■ **Directions**
List every line of the data below that contains the string "long", copying each such line in full.

Location labeling records:
[Start]
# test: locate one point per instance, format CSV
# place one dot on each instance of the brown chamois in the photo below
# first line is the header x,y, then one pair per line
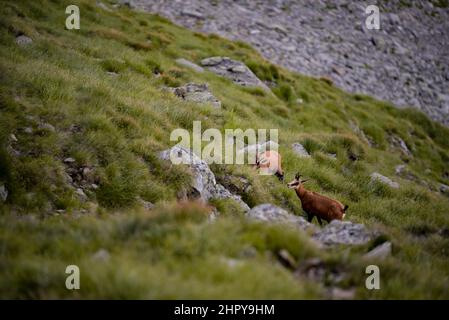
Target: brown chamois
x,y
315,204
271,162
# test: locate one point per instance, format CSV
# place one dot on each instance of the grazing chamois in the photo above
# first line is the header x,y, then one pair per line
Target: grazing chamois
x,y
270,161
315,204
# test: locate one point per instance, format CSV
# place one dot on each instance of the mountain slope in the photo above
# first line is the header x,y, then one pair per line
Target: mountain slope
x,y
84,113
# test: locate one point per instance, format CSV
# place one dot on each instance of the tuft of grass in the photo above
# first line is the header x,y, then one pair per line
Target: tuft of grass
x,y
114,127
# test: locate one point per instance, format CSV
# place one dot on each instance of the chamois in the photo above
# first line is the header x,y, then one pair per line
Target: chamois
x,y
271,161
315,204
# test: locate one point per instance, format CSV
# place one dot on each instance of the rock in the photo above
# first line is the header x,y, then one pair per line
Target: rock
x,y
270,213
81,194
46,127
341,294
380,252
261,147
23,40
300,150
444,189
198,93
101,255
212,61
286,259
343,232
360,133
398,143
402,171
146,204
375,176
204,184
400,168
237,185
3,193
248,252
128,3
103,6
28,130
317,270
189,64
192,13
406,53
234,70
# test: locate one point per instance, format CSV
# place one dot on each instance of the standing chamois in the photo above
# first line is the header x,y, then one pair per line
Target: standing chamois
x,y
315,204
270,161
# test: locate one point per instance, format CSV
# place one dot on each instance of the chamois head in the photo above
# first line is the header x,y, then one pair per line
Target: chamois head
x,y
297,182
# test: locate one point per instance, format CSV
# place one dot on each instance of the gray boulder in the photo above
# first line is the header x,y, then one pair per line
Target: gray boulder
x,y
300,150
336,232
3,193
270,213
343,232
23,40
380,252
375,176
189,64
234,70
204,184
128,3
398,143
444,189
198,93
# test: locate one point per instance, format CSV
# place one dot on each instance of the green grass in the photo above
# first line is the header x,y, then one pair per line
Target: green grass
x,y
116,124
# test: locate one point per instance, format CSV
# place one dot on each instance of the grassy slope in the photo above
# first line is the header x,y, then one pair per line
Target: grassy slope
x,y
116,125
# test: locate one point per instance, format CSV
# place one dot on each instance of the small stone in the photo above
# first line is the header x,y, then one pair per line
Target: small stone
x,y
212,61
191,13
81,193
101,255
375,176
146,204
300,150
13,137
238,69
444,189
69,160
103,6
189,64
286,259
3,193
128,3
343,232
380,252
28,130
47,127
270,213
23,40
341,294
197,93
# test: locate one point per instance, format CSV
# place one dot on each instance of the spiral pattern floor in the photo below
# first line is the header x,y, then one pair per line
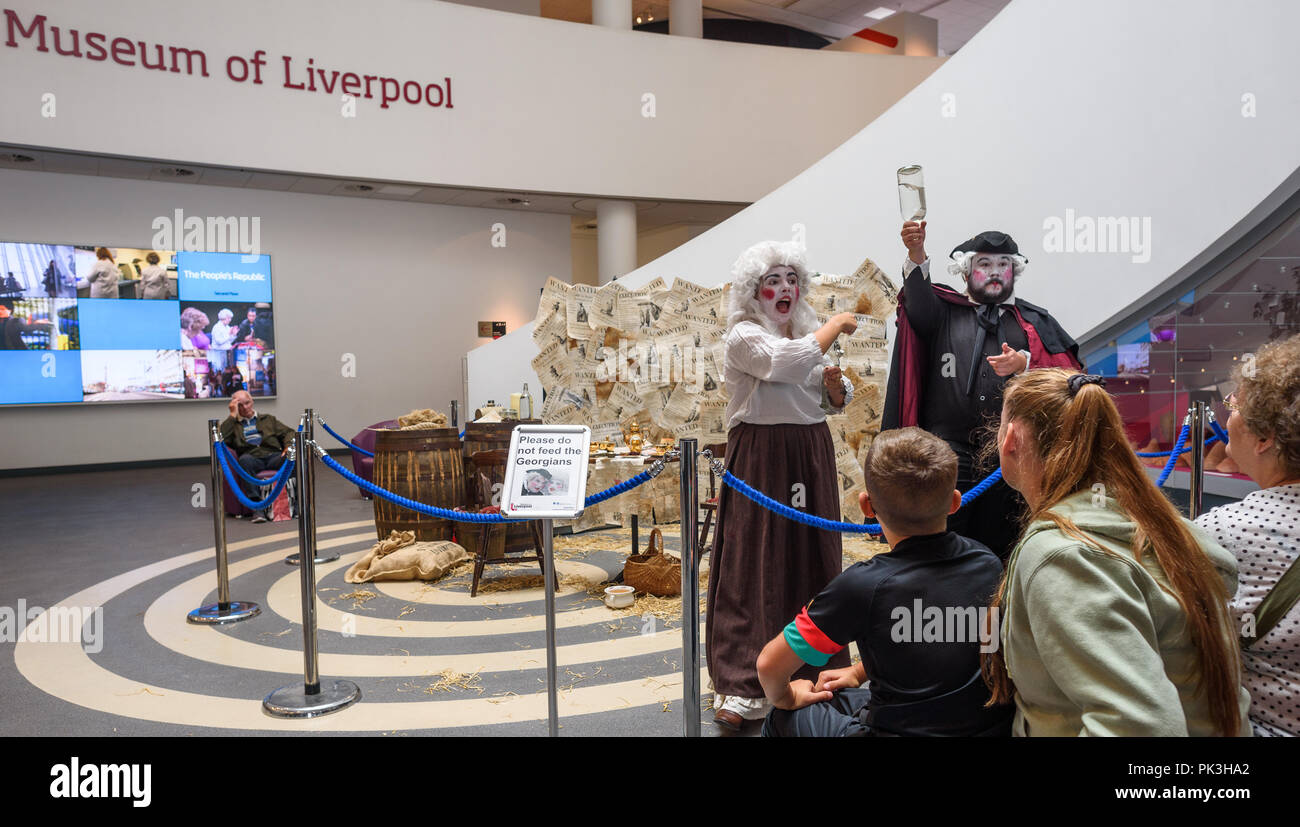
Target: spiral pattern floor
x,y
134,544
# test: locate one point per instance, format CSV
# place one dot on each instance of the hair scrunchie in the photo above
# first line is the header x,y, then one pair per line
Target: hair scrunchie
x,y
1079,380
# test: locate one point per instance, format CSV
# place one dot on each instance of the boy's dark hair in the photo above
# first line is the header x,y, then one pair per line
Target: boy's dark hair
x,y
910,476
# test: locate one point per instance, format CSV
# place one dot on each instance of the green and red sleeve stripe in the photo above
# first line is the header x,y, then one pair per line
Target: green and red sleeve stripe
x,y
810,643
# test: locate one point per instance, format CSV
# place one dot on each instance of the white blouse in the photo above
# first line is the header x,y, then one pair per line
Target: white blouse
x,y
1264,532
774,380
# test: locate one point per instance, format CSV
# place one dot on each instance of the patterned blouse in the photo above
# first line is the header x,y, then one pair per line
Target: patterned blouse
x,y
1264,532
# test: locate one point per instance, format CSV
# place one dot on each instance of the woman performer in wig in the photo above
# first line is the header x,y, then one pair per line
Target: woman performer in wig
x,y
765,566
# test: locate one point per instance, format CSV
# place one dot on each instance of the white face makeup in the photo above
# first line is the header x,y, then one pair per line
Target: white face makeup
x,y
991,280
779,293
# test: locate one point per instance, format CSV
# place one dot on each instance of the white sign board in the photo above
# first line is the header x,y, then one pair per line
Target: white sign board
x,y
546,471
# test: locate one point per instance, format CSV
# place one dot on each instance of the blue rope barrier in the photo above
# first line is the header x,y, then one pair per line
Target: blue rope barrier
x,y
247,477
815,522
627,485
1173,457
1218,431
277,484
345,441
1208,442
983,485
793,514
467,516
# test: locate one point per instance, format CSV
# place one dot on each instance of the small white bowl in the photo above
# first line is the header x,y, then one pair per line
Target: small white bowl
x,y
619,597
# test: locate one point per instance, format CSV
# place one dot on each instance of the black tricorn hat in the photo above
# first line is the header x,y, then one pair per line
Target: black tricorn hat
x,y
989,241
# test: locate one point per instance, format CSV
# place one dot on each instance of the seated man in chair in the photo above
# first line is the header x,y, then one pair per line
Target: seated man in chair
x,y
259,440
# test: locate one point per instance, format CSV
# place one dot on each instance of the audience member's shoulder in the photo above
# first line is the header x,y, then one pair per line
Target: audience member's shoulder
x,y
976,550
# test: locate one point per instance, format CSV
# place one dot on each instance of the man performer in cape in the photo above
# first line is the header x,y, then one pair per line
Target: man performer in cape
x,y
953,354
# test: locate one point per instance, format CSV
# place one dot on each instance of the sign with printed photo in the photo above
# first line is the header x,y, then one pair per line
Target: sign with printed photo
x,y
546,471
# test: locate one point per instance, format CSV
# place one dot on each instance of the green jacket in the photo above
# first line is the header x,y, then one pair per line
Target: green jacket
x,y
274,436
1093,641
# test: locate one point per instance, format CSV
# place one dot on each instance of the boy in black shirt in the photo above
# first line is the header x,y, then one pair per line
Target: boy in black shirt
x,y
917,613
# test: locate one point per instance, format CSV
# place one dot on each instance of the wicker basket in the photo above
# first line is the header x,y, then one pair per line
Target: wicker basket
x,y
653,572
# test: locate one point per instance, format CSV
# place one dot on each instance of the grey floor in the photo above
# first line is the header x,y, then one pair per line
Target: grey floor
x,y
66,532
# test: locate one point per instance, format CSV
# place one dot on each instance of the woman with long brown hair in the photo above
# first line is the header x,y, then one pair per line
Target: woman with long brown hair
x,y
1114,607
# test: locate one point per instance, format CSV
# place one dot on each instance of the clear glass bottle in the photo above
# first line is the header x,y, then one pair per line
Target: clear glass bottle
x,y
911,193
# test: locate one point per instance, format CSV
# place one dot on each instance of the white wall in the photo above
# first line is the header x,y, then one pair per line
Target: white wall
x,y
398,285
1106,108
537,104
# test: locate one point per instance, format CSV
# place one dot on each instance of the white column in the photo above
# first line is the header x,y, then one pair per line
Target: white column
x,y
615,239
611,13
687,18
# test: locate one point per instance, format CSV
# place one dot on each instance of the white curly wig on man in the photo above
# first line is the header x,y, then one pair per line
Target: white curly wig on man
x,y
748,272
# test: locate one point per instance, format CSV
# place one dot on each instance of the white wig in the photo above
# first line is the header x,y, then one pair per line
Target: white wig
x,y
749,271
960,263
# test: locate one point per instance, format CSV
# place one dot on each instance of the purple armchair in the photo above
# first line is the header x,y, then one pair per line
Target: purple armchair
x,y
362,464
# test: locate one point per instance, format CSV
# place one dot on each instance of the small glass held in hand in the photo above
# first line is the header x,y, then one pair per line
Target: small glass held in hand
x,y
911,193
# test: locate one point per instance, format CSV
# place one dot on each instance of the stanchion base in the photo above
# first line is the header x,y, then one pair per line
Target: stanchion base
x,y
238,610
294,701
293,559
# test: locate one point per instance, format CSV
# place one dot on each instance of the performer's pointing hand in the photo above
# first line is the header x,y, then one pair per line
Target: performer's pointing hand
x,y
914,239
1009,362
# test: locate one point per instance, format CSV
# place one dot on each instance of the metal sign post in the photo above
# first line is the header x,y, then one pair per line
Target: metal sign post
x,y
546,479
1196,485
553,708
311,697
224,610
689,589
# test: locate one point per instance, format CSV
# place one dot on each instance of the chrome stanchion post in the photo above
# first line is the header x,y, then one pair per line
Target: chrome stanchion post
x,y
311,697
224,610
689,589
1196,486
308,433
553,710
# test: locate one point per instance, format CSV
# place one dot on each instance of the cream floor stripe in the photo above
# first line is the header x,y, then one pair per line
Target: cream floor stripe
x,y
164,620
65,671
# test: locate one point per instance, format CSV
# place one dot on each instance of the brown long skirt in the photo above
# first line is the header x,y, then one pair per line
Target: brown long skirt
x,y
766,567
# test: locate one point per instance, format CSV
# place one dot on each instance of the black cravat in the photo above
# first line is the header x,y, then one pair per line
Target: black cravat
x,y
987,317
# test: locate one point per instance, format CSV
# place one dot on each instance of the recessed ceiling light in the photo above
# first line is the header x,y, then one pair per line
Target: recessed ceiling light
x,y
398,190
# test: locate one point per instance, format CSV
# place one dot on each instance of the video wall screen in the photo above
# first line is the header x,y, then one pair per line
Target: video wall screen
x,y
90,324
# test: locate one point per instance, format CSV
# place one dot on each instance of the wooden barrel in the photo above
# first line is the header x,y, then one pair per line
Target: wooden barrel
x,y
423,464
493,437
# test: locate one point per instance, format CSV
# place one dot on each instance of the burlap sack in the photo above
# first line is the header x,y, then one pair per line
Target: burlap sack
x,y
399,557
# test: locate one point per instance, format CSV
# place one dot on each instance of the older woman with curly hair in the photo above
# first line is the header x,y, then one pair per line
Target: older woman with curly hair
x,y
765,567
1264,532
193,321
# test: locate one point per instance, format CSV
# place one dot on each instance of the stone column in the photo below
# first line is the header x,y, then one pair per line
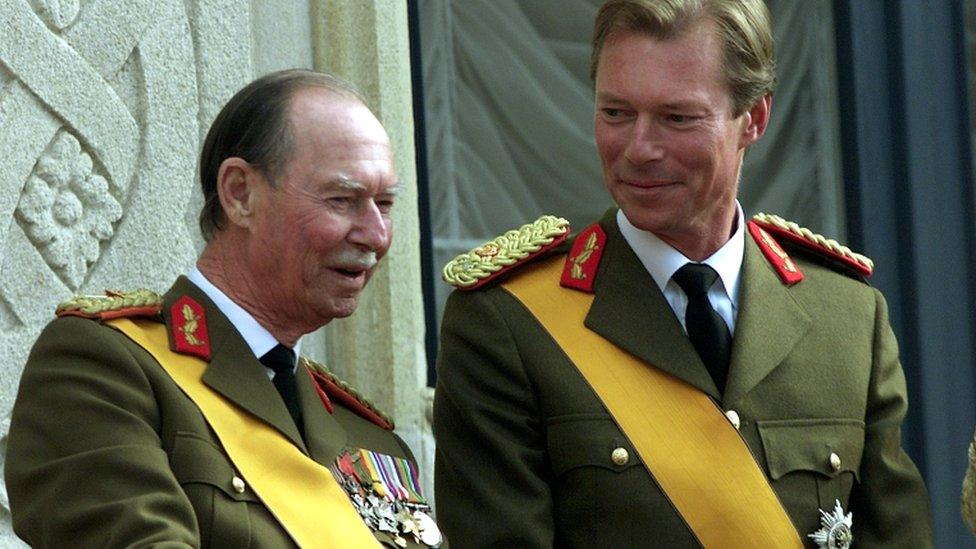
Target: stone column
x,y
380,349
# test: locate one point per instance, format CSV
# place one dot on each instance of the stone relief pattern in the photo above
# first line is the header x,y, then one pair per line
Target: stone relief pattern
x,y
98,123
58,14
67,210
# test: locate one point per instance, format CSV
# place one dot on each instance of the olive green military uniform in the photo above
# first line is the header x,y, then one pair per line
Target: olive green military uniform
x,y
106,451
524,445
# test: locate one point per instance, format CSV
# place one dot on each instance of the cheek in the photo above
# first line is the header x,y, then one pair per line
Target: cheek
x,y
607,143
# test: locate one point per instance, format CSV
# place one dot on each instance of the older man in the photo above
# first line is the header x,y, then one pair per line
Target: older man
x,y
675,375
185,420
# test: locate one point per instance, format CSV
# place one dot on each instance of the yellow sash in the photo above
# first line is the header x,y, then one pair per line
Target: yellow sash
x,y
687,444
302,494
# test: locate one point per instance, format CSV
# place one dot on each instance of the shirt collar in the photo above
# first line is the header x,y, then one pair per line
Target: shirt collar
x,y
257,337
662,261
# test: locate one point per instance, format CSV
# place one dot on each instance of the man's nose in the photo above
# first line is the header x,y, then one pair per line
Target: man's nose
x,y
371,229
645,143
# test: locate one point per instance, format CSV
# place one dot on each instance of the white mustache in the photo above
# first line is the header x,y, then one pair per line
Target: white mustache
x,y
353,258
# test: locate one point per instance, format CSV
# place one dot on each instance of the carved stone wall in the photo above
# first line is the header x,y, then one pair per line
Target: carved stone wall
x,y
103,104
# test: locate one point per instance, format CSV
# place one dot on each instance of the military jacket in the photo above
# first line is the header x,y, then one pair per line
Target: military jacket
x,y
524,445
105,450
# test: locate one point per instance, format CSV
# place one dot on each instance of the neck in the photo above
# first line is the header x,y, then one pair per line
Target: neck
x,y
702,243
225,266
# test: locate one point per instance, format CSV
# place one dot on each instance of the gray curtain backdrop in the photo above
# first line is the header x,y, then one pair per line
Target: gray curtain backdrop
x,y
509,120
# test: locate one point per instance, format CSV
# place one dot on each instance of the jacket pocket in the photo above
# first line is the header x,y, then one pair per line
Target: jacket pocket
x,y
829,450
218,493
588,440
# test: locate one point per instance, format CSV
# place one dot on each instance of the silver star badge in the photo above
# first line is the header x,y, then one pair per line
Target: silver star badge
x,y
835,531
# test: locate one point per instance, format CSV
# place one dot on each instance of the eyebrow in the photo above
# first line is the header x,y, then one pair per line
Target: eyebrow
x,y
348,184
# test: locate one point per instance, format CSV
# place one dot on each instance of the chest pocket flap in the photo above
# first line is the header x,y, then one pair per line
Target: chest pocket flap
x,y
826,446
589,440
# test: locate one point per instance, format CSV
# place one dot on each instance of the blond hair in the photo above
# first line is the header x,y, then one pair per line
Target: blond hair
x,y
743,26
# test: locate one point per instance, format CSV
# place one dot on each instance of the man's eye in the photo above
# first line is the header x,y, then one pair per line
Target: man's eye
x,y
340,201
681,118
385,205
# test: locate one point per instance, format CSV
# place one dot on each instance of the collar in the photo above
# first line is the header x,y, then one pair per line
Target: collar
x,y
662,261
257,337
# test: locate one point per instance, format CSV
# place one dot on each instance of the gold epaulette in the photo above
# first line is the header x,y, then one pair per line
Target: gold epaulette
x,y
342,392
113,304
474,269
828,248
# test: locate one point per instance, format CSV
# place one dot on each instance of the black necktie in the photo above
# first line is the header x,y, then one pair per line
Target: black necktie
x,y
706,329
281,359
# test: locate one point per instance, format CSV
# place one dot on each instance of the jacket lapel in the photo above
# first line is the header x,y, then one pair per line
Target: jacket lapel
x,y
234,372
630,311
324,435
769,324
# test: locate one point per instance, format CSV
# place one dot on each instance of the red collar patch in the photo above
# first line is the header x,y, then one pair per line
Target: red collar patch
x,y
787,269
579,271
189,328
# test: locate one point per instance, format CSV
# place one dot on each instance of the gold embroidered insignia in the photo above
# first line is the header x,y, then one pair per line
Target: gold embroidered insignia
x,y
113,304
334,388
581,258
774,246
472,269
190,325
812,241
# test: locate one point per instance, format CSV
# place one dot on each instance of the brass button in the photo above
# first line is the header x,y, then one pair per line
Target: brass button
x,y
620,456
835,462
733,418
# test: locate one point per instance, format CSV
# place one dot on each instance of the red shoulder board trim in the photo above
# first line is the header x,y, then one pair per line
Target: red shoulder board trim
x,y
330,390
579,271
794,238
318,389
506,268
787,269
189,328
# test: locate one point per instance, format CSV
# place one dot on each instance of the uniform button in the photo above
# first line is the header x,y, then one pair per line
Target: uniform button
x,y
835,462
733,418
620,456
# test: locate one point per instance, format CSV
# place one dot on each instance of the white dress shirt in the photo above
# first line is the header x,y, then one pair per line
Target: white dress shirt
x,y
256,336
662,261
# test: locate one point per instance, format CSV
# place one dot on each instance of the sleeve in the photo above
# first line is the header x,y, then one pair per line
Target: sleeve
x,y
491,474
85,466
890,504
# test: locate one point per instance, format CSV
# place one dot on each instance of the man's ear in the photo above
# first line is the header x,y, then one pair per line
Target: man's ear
[End]
■ **The output**
# place one dot on each instance of the woman with long brown hair in the photo above
Target: woman with long brown hair
# place one dot on each instance of the brown long skirt in the photo above
Target: brown long skirt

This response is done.